Pointing dataset records

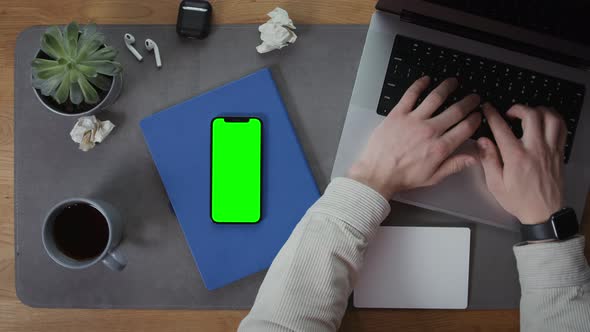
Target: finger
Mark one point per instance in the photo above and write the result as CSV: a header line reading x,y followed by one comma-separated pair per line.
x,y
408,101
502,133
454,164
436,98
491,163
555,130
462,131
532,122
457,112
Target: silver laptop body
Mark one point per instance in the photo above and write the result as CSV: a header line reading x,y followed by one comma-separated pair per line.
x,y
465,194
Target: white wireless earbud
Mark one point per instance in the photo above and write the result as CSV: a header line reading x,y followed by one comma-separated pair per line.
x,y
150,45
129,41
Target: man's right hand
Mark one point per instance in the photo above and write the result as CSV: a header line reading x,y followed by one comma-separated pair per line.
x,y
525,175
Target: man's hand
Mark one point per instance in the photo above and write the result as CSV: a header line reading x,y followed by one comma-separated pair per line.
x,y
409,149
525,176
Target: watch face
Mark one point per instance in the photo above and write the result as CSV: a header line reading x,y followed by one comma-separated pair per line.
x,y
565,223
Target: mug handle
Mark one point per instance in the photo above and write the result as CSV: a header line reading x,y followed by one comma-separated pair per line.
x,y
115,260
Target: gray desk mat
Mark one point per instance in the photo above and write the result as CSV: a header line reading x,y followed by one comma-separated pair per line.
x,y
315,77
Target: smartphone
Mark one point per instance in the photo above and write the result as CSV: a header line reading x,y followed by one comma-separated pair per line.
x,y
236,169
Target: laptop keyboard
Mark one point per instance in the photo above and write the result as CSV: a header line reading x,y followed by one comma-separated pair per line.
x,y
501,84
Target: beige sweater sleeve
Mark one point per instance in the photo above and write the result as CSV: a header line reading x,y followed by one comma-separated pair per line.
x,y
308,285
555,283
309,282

Objective:
Give every line above again exactly, with no pictures.

Written answer:
Target: finger
Mark one point per instance in the photo above and write the result as CSV: a header line reading x,y followed by one comma-separated pair per line.
x,y
408,101
502,133
454,164
436,98
491,163
555,130
462,131
532,122
457,112
Target: silver laptop body
Mark one point per instance in the photo above and write the result as CSV: a header line reading x,y followed by one comma-separated pair per line.
x,y
465,194
Target: white wireless earbud
Mark one point per instance in the photo above and write the result as CSV: a header line reading x,y followed by one comma-separated pair per line.
x,y
150,45
129,41
Target: man's right hand
Mark one point per instance in the photo above and write the result as CSV: a header line reading x,y followed by one comma-separated pair per line.
x,y
525,175
Target: man's hand
Mark one point per instance in the photo above and write the result as CSV: a header line reading x,y followed by one comma-separated pair per line.
x,y
409,149
525,176
Target: watch face
Mark one point per instance in the photo above and write the result as CSV: a header line reading x,y followed by one comma-separated pair per line.
x,y
565,223
Target: mug handle
Mark one point per instance in the photo above and write the result as CSV: a header line reading x,y followed by one comma-separated pair per line.
x,y
115,260
Target: gray desk mat
Mark one point per instance in the photo above and write the result as CSV: a header line reading x,y followed by one comma-separated pair per line.
x,y
315,77
Target: smartphone
Mark one point per instance in the photo above and write the result as CSV: a header line reading x,y followed by one comma-separated pair per line.
x,y
236,169
Target: laptop keyboard
Mark one point per instance in the photo above and write the result as CSV: a header line reading x,y followed by one comma-separated pair per line.
x,y
501,84
Target: beige sweater sleeve
Mark one point per instance in the photo above and write the result as CSV: a header line reading x,y followed by one comma-separated pair per line.
x,y
308,285
555,283
309,282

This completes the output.